Sendedatum: 21.03.2011 22:30 Uhr

Probenbesuch bei Thomas Hengelbrock

von Sylvie Kürsten

Schauen Sie, und diese Klangfontaine, die muss, die kann ein bisschen mehr aufsprudeln in den Geigen.

Thomas Hengelbrock © Marco Borggreve Foto: Marco Borggreve
Thomas Hengelbrock: der neue Chefdirigent.

Nicht nur Fontänen, nein, ganze Vulkane lässt Thomas Hengelbrock mit dem NDR Sinfonieorchester ausbrechen. Energisch und konsequent fasst der Dreiundfünfzigjährige selbst die romantischen Werke von Mendelssohn an. "Als Dirigent kommen Sie automatisch mit einer eigenen Handschrift, ganz klar. Sonst wären Sie auch nicht als Chefdirigent eingeladen, wenn Sie keine eigene Meinung zu den Dingen haben, dann können Sie das mit dem Dirigieren auch gleich lassen."

Der neue Chefdirigent ist ein Teamplayer

Die gesundeste Verbindung ist einfach eine gute Melange. Das Orchester muss sich wohlfühlen beim Spielen, das heißt ich darf das Orchester auch nicht von der eigenen Spieltradition abschneiden. Auf der anderen Seite fühlt sich ein Orchester auch dann wohl, wenn es vor Herausforderungen steht, die sie auch fordern.

(Daten zur natürlichsprachlichen Objektverortung)
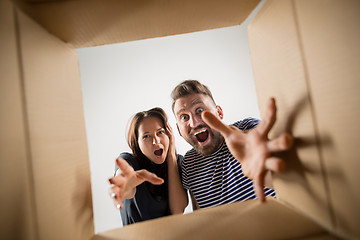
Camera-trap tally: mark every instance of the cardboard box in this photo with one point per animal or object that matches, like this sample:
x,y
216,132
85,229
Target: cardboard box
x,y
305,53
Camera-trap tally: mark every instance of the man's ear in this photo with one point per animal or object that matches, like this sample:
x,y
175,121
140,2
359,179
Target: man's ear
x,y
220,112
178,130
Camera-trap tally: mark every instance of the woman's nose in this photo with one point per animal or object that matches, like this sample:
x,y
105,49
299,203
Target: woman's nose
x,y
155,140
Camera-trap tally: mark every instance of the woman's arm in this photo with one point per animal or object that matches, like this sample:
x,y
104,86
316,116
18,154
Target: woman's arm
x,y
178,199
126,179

--

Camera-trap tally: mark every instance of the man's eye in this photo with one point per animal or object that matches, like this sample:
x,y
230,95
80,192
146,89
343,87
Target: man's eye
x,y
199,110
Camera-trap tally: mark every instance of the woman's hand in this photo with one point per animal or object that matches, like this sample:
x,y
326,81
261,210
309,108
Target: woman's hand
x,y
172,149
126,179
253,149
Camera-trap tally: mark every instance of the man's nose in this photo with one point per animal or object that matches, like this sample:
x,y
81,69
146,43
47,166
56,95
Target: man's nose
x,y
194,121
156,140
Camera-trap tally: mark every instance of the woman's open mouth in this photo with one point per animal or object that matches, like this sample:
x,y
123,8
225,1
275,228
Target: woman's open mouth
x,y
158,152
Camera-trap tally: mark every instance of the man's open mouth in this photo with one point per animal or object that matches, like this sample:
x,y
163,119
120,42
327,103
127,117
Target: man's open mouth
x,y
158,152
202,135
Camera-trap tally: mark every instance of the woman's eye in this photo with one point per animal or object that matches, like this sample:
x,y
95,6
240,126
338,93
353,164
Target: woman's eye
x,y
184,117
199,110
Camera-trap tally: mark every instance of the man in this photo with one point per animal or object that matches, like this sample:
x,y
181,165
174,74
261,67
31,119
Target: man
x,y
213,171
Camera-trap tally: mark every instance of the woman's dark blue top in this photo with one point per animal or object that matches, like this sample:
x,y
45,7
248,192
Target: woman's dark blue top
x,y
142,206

==

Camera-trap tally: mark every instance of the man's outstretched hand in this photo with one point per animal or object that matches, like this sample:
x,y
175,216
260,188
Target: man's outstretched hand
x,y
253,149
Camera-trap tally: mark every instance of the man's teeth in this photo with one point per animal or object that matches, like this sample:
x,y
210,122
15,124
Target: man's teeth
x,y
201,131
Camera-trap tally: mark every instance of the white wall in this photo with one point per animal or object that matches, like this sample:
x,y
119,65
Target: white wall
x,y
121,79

(FRAGEN)
1. Mit welchem Orchester arbeitet Thomas Hengelbrock laut dem Text über den Probenbesuch?
2. Schreiben Sie aus dem Text über den Probenbesuch den Abschnitt von „von Sylvie Kürsten“ bis einschließlich „der neue Chefdirigent.“ wortgetreu ab.
Die Datensätze haben hierfür keine Bedeutung.

(LÖSUNGEN)
1. Mit dem NDR Sinfonieorchester.

2.
von Sylvie Kürsten

Schauen Sie, und diese Klangfontaine, die muss, die kann ein bisschen mehr aufsprudeln in den Geigen.

Thomas Hengelbrock © Marco Borggreve Foto: Marco Borggreve
Thomas Hengelbrock: der neue Chefdirigent.